* [The task] The reply should hold every record, copied exactly.

[Stored entries]
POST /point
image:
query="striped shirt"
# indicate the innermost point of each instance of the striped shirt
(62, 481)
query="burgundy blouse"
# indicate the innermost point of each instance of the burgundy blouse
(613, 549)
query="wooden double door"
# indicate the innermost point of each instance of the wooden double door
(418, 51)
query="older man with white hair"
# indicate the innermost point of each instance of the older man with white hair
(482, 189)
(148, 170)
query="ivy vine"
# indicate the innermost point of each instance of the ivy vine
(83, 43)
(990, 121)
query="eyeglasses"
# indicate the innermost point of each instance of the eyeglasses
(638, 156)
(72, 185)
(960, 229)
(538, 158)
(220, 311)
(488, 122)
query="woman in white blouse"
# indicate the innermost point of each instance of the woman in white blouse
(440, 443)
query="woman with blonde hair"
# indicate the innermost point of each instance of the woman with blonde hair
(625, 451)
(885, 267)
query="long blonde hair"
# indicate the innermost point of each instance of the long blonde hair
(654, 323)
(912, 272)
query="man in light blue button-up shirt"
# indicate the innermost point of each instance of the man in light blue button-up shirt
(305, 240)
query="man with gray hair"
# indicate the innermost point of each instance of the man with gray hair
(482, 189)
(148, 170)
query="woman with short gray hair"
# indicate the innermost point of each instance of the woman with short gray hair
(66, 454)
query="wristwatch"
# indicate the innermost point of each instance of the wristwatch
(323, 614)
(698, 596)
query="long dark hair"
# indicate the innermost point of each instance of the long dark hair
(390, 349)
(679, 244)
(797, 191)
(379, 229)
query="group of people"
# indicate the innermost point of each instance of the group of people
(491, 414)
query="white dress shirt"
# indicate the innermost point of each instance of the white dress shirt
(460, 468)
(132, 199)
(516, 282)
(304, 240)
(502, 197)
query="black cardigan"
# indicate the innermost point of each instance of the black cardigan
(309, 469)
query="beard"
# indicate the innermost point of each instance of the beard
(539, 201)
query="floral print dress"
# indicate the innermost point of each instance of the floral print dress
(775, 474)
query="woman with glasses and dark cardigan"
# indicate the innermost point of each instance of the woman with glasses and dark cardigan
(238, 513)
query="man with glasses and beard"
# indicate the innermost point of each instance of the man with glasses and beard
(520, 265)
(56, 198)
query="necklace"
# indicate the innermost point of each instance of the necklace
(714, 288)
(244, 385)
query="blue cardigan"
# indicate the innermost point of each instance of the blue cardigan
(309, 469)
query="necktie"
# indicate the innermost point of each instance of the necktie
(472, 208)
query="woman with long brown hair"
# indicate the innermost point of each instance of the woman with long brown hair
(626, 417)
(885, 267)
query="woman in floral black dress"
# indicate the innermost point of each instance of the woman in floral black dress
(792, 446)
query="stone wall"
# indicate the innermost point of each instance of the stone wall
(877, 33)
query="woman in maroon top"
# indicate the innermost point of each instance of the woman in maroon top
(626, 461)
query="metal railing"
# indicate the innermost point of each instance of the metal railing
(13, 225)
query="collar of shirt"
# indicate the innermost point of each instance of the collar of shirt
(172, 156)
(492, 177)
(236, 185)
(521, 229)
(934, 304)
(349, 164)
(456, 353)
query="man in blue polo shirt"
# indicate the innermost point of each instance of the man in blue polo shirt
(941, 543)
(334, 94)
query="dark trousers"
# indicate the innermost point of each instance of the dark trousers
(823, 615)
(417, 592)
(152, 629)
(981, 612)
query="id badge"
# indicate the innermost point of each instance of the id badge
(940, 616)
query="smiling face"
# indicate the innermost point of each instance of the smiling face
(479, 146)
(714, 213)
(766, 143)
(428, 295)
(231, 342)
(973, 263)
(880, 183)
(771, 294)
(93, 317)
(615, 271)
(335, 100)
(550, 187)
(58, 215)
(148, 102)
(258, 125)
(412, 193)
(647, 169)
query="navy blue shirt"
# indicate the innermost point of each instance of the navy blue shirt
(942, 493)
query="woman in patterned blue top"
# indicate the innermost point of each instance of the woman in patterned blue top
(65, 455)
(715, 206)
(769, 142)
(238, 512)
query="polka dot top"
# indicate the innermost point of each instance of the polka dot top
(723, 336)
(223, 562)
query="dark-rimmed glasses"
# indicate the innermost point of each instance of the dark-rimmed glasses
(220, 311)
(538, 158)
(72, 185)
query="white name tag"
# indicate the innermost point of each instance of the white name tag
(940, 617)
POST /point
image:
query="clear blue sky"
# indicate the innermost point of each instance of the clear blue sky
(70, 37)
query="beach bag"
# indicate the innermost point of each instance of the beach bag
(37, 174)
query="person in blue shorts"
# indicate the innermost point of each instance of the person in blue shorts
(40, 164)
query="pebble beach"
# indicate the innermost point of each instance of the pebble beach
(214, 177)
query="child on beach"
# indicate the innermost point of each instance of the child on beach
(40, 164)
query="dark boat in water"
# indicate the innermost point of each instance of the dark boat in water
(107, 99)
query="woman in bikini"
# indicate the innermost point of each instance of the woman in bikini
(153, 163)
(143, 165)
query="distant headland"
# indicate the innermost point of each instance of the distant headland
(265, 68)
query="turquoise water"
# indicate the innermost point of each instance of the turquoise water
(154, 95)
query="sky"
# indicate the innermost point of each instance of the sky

* [Answer section]
POST /point
image:
query="striped shirt"
# indicate the innermost point of each instance of the striped shirt
(62, 481)
query="burgundy blouse"
# indicate the innermost point of each instance of the burgundy blouse
(613, 549)
query="wooden double door"
# indicate the innermost point of each instance of the wooden double door
(418, 51)
query="older man with white hair"
# indicate the innermost point of each instance of the older man with white hair
(482, 189)
(148, 170)
query="ivy vine"
# indicate the innermost point of each instance of the ivy vine
(83, 43)
(990, 121)
query="eyeglasses"
# indicate the innermost point of each instance of the eyeglasses
(638, 156)
(72, 185)
(960, 229)
(538, 158)
(220, 311)
(488, 122)
query="woman in white blouse"
# indicate the innermost point of each instance of the woman in white blouse
(440, 443)
query="woman with blonde hair"
# indicate the innermost point of each instance of the woman with blonde hair
(625, 451)
(885, 267)
query="long blonde hair"
# indicate the innermost point of each instance of the long blonde hair
(654, 323)
(912, 272)
query="man in light blue button-up shirt"
# indicate the innermost point of each instance of the man in light blue button-up shirt
(305, 240)
query="man with gray hair"
# indicate the innermost point of each instance of the man with gray hair
(482, 189)
(148, 170)
query="woman with short gray hair"
# indicate the innermost point of each instance of the woman with short gray hair
(66, 454)
query="wristwatch"
# indicate the innermost point of each instance of the wristwatch
(323, 614)
(698, 596)
query="long dark hair"
# indicate the innermost point of each instance of the long dark hair
(390, 349)
(679, 244)
(797, 191)
(379, 229)
query="group of people"
# indicate the innermost point of each instance of the group of people
(491, 414)
query="white dress shirt"
# indicate the innermost point of each instance of the white dress shirt
(460, 468)
(132, 199)
(516, 282)
(304, 240)
(502, 197)
query="black cardigan"
# indicate the innermost point of each instance of the black cardigan
(309, 469)
query="beard"
# indicate the innermost point of each instance of the beard
(539, 201)
query="floral print dress"
# indicate the innermost point of each instance of the floral print dress
(775, 474)
query="woman with glasses and dark cardigan"
# indicate the innermost point of each instance of the woman with glasses and dark cardigan
(238, 513)
query="man with glasses and beard"
# indicate the innermost point of each instance of the man with glasses and beard
(520, 265)
(56, 198)
query="necklace"
# indicate the innermost point of each instance of the necklace
(714, 288)
(244, 385)
query="blue cardigan"
# indicate the innermost point of each instance of the blue cardigan
(309, 469)
query="necktie"
# indicate the innermost point of each instance of the necktie
(472, 208)
query="woman with long brown hair"
# indicate the innermost point of each instance of the woman with long brown hair
(626, 417)
(885, 267)
query="woman in floral black dress"
# indicate the innermost point of each instance of the woman in floral black dress
(792, 446)
query="stone wall"
# indicate the innermost point of each instance of the stone wall
(877, 33)
query="woman in maroon top"
# indicate the innermost point of each instance of the woman in maroon top
(626, 461)
query="metal railing"
# indicate the innermost point of each instance of the metal railing
(13, 225)
query="collar of shirt"
# indicate the innermost point of each instance of the collar of shirt
(172, 156)
(492, 177)
(236, 185)
(521, 229)
(934, 304)
(349, 164)
(456, 353)
query="man in blue polo shirt"
# indicate the innermost point of each instance of the man in blue polo shirt
(941, 543)
(334, 94)
query="dark trousers"
# indicate the innermost point of each instance of the dark trousers
(823, 615)
(417, 592)
(152, 629)
(981, 612)
query="id badge"
# indicate the innermost point of each instance of the id badge
(940, 616)
query="smiling face"
# indicate the innermost point of each instance of the smiling face
(479, 146)
(714, 213)
(766, 143)
(428, 295)
(231, 342)
(973, 263)
(880, 183)
(771, 294)
(93, 317)
(615, 271)
(335, 100)
(550, 187)
(58, 215)
(148, 102)
(258, 125)
(412, 193)
(647, 169)
query="navy blue shirt"
# indicate the innermost point of each instance of the navy blue shirt
(942, 493)
query="woman in patterned blue top"
# indicate the innermost point of each instance of the woman in patterned blue top
(65, 455)
(715, 206)
(769, 142)
(238, 512)
query="polka dot top"
# indicate the innermost point of each instance of the polka dot top
(723, 336)
(223, 562)
query="dark-rimmed glasses"
# indicate the innermost point of each instance of the dark-rimmed glasses
(220, 311)
(538, 158)
(72, 185)
query="white name tag"
# indicate the innermost point of each instance of the white name tag
(940, 617)
POST /point
image:
query="clear blue sky"
# indicate the innermost point of each instance of the clear blue sky
(70, 37)
query="beach bag"
# indicate the innermost point of each instance of the beach bag
(37, 174)
query="person in blue shorts"
# indicate the innermost point of each instance of the person in blue shorts
(40, 164)
query="pebble beach"
# indicate the innermost point of each instance of the pebble beach
(214, 177)
query="child on beach"
# indicate the innermost point of each instance of the child on beach
(40, 164)
query="dark boat in water"
# indicate the innermost point of each instance of the dark boat in water
(107, 99)
query="woman in bikini"
# indicate the innermost point of each instance of the woman in bikini
(153, 163)
(143, 165)
query="distant headland"
# indicate the innermost point of each instance of the distant headland
(265, 68)
query="turquoise water"
# indicate the innermost point of each instance of the turquoise water
(154, 95)
query="sky"
# indicate the innermost point of each instance of the sky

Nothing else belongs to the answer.